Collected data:
»»
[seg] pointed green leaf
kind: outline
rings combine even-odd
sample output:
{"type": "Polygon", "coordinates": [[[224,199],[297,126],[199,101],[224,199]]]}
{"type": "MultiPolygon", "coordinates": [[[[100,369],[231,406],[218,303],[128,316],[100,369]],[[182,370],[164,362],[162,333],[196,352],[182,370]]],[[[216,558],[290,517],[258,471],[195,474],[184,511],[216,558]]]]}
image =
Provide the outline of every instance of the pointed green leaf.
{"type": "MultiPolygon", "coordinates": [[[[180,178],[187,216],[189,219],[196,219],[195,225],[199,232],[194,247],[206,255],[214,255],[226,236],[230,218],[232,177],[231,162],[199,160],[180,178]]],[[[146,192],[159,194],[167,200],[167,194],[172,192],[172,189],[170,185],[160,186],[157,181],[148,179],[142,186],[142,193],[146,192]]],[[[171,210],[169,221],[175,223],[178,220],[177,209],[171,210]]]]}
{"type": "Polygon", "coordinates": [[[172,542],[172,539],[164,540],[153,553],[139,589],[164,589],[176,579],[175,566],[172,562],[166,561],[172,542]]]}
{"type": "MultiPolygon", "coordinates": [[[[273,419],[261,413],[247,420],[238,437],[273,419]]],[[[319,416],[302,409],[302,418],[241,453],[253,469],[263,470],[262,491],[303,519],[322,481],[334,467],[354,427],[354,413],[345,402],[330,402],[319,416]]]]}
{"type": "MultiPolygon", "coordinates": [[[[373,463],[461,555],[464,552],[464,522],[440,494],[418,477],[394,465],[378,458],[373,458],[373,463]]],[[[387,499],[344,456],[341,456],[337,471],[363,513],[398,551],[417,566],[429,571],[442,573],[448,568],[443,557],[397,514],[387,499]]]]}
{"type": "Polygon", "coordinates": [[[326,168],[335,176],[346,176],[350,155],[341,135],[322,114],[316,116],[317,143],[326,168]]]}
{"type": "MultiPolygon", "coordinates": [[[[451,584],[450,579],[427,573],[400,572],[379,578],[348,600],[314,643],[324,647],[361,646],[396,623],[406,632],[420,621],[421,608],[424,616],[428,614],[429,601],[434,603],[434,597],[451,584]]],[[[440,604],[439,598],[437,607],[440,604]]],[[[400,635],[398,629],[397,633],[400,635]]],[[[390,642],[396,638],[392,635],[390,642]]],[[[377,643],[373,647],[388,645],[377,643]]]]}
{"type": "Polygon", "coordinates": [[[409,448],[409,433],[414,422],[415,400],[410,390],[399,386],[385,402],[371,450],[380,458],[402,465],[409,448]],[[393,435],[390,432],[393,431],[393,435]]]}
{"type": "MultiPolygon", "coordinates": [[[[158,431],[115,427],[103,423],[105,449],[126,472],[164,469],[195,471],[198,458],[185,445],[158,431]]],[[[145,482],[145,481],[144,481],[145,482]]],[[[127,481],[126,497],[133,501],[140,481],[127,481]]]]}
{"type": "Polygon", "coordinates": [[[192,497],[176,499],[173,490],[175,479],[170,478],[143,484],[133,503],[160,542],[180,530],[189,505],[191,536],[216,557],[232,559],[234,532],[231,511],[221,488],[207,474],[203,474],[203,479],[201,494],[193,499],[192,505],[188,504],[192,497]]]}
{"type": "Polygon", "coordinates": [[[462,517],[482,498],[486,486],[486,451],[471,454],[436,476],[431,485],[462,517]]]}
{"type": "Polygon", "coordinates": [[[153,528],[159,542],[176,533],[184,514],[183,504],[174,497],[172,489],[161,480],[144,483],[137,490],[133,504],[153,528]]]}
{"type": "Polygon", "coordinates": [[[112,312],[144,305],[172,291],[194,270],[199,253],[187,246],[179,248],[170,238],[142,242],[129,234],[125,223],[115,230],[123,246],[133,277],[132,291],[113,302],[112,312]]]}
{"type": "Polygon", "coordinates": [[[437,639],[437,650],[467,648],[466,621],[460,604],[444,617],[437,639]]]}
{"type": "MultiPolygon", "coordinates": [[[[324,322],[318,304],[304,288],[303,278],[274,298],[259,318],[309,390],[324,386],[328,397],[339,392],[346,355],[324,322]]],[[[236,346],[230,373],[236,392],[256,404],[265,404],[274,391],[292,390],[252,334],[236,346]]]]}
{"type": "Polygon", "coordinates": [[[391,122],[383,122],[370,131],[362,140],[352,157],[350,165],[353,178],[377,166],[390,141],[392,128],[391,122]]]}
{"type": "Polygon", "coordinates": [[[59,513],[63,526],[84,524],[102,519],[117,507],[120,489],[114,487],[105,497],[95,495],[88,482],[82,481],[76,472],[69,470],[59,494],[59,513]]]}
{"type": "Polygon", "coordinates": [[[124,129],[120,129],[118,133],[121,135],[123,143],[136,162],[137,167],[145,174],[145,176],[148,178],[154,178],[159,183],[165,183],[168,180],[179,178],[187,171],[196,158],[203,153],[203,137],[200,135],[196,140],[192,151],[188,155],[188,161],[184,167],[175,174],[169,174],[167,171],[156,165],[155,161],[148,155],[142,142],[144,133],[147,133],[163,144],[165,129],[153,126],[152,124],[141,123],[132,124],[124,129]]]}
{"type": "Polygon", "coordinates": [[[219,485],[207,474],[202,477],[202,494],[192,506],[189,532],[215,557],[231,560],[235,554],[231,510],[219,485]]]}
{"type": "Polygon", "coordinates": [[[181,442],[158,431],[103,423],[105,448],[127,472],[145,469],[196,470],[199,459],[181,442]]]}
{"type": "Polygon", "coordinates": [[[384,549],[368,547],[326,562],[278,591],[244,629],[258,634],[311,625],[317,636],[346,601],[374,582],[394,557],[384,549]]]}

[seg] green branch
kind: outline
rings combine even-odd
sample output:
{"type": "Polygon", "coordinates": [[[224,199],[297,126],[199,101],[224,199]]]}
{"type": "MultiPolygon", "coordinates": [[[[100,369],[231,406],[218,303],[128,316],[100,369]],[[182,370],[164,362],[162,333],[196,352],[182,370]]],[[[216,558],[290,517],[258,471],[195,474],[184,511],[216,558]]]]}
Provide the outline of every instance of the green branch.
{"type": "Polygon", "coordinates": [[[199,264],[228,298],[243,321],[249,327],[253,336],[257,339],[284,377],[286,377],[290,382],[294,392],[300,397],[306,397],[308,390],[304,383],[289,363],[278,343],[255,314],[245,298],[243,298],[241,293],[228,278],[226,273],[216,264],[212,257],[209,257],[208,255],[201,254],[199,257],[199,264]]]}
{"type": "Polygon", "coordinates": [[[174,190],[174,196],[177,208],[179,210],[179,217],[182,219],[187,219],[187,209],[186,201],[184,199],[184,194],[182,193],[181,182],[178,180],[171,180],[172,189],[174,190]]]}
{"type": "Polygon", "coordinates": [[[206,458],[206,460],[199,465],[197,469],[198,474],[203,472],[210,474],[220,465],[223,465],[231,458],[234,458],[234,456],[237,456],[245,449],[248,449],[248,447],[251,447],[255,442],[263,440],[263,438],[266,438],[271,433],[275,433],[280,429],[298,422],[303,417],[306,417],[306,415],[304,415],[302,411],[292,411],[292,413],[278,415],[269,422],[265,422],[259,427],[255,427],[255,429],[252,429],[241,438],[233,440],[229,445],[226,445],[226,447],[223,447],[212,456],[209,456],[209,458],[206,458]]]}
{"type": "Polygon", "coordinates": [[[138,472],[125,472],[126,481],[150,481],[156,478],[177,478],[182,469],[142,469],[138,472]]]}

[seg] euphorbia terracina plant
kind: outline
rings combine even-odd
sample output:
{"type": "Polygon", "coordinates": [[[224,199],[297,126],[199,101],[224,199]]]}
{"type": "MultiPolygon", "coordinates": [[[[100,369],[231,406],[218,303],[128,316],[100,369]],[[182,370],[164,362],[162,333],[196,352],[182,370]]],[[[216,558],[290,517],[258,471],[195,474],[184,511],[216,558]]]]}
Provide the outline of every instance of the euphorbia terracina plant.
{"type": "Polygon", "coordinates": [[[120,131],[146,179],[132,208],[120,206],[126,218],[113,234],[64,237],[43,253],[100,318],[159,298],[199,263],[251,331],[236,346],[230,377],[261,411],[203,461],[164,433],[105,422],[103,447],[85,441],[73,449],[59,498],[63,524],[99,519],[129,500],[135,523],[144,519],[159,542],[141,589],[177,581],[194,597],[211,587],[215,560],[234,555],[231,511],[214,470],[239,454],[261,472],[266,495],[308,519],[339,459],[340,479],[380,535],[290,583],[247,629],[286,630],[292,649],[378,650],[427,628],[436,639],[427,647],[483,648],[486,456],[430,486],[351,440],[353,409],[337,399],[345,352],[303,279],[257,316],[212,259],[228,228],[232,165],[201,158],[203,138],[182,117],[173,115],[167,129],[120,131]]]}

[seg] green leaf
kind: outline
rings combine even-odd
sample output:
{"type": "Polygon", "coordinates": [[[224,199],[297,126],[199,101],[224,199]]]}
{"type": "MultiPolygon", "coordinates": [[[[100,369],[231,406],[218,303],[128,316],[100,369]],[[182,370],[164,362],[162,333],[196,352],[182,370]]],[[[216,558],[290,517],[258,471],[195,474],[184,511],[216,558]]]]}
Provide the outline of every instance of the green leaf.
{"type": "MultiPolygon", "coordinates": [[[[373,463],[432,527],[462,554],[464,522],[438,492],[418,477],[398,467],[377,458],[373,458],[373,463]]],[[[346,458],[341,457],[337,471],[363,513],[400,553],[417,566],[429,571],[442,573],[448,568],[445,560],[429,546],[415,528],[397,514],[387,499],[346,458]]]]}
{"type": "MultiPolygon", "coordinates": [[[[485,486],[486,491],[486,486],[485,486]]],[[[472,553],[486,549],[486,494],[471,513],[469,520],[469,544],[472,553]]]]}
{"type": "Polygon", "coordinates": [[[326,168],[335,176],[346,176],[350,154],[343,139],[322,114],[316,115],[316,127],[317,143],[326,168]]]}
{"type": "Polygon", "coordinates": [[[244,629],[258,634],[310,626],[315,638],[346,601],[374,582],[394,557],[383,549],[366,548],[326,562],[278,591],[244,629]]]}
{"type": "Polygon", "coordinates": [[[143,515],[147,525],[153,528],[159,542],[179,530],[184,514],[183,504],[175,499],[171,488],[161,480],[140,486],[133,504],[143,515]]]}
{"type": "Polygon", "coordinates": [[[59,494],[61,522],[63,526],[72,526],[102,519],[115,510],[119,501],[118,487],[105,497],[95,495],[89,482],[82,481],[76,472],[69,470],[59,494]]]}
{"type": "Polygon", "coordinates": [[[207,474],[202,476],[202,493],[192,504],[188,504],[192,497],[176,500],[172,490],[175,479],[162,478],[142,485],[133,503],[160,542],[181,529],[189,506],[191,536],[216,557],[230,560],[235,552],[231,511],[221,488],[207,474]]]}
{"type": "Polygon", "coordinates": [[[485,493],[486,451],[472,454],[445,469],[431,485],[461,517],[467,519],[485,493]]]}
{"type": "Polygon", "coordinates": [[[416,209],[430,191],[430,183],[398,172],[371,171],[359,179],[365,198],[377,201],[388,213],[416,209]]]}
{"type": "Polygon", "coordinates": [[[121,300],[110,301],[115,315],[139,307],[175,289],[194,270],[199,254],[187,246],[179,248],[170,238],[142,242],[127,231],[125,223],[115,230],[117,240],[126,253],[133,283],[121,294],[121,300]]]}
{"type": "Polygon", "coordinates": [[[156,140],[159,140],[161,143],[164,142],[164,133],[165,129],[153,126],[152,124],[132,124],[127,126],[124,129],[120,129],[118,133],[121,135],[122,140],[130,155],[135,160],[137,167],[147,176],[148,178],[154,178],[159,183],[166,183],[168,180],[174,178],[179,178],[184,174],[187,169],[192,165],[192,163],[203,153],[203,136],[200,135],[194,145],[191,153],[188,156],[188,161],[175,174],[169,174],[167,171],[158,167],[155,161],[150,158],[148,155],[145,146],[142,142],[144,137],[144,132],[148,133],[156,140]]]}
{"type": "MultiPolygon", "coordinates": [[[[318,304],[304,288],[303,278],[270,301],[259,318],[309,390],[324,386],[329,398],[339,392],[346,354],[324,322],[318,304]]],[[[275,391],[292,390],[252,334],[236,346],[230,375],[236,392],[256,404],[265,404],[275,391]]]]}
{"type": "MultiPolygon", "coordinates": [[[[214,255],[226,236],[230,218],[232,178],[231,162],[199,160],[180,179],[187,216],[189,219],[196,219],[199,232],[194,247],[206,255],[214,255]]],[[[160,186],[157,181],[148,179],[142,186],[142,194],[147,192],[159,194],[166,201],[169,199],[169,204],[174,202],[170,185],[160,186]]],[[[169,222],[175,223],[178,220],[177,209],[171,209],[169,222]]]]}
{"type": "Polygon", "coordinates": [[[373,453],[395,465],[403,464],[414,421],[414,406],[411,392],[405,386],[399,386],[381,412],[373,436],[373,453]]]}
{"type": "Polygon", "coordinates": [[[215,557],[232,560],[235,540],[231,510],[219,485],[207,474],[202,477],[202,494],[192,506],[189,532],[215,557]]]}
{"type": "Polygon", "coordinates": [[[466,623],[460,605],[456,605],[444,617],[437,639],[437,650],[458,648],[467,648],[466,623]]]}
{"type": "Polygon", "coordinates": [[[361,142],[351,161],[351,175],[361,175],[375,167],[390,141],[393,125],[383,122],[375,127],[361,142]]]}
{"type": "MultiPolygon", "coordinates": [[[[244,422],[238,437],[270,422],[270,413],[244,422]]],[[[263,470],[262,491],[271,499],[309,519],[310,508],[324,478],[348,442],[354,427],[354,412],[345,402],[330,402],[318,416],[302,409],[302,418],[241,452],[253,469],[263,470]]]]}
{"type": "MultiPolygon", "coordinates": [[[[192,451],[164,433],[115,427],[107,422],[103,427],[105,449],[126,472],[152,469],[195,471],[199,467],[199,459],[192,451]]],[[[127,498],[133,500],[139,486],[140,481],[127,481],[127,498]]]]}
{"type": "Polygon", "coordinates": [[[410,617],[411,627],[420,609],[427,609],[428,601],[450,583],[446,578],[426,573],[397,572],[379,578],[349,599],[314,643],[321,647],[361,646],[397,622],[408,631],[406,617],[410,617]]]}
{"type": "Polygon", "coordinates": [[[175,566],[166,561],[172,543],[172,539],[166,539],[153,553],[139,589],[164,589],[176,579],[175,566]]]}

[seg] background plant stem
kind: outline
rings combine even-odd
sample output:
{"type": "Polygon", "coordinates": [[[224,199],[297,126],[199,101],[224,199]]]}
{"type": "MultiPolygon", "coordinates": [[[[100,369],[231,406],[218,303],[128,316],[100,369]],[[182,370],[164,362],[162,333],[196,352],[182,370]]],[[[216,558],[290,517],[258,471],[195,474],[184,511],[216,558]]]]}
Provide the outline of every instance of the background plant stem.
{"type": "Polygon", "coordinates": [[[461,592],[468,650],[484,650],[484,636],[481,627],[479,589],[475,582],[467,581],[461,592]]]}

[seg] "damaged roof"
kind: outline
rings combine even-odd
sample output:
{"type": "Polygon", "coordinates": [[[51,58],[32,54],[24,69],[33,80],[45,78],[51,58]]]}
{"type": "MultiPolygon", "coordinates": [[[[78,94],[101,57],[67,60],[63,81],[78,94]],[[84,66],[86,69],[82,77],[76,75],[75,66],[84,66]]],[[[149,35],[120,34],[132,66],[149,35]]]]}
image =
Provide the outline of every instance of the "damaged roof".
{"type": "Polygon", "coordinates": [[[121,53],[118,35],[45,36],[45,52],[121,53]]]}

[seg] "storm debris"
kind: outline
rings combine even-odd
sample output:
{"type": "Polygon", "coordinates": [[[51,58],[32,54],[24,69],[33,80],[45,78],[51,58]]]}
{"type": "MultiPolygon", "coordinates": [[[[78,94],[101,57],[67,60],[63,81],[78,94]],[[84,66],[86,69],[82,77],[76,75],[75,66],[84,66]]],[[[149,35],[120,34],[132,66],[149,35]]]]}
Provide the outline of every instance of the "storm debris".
««
* WHAT TO PRODUCE: Within the records above, determine how many lines contain the word "storm". Respond with that number and no other text.

* RESULT OF THIS EXERCISE: 2